→ **SUPPLIED TEXT**

---+---

About this time last year, a tragedy happened.
I had called the landscaping company to come and freshen up my yard for my birthday celebrations, and they did a fantastic job.
The following morning as I was going to feed the chickens, I saw my dog lying on the floor and vomiting.
I ran as fast as possible to get the car and rushed it to the vet for assessment.
After a few tests, they found that my dog had traces of a poisonous plant.
The doctor gave my dog some medicine and gave me a list of all the toxic plants for pets I should discard.
The good news is that my dog is alive, and I’ll be sharing with you some of the plants you should get rid of, so you don’t find yourself in the same situation.
Surprisingly one of the most beneficial plants to humans is one of the deadliest to pets. Although the internal gel we use as humans is harmless, the skin is toxic to cats and dogs.
Saponins found in the aloe vera leaves have cleansing properties to the human body but can cause complications for your pet. If your pet doesn’t ingest a large portion of the succulent, then the symptoms won’t be that severe, but if red urine is one of the symptoms, then rush it to the vet immediately.
Symptoms: diarrhea, vomiting, anxiety, depression, tremors, change in urine color, and severe dehydration.
The whole plant, from the flowers to the bulbs, contains toxic chemicals to your pet.
Most of the toxins of this plant are in the bulb, so make sure your pet isn’t digging them up.

---+---

→ **WORK TO COMPLETE**
(1) According to the text on plants toxic to pets, which part of aloe vera is toxic to cats and dogs?
(2) Render this sentence from the text on plants toxic to pets in Spanish: "The whole plant, from the flowers to the bulbs, contains toxic chemicals to your pet."
The records below the text on plants toxic to pets come from a separate source.

---+---

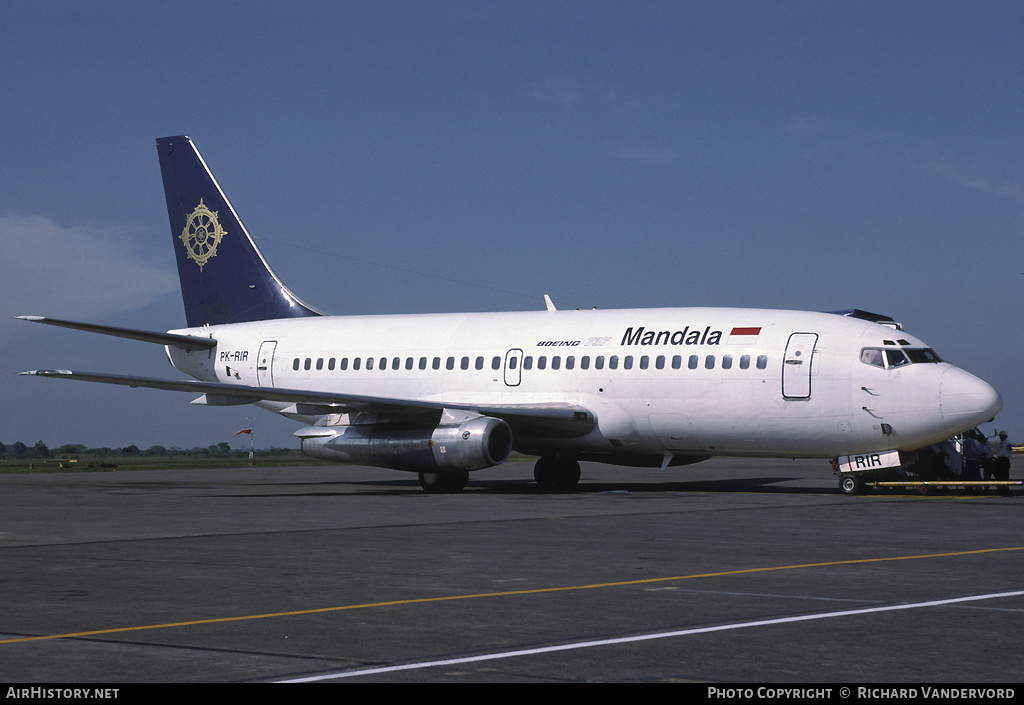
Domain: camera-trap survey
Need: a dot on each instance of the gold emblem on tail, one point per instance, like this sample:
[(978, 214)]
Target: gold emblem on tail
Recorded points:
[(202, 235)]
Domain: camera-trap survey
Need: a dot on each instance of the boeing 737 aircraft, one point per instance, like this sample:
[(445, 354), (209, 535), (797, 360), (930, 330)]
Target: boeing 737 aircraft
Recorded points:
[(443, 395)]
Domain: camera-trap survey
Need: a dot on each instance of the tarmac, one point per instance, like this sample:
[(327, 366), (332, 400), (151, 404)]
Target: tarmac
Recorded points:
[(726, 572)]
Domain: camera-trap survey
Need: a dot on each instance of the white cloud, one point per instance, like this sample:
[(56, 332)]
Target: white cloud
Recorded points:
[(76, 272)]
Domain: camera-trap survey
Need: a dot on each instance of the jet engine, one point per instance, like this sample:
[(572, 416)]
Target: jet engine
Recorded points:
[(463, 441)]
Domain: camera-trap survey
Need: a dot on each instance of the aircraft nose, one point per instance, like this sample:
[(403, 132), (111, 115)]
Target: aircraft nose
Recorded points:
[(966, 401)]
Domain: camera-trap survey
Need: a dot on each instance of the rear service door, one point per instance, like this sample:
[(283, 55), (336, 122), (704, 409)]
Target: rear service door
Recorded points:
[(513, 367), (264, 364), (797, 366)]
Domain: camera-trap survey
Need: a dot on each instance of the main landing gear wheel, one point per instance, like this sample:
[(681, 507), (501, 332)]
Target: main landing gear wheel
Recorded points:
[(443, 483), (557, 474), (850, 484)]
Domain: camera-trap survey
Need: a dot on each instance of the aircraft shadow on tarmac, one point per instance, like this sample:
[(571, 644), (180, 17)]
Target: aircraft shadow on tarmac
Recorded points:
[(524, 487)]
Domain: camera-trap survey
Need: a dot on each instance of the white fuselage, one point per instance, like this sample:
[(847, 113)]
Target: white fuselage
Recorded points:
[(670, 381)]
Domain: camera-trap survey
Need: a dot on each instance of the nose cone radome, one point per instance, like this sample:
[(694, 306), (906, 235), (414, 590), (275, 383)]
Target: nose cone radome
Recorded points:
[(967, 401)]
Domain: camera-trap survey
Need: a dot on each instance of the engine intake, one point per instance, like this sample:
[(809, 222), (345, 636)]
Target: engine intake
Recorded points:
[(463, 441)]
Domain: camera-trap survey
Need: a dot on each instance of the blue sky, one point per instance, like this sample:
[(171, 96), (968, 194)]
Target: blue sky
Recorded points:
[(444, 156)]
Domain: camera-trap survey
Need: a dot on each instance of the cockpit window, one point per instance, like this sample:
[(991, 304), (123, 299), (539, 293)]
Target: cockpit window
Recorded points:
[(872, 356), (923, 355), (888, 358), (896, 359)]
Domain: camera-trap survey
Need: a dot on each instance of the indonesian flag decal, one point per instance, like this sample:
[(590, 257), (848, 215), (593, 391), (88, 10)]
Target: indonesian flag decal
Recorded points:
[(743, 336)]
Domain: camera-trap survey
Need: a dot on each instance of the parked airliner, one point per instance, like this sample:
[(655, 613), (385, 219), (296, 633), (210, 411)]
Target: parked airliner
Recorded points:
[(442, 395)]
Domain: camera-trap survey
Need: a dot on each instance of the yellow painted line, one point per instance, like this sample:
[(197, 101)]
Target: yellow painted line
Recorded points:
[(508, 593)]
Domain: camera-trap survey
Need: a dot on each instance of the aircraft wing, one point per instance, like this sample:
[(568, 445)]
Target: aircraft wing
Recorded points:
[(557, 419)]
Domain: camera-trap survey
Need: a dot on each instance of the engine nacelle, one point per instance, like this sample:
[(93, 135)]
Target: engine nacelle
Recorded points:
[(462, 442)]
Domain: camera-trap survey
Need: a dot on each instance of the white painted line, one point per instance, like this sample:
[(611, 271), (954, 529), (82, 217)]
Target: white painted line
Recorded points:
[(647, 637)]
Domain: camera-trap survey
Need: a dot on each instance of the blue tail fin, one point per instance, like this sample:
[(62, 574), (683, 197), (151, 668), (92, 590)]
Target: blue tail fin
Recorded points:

---+---

→ **ACTIVITY ANSWERS**
(1) The skin.

(2) Toda la planta, desde las flores hasta los bulbos, contiene sustancias químicas tóxicas para tu mascota.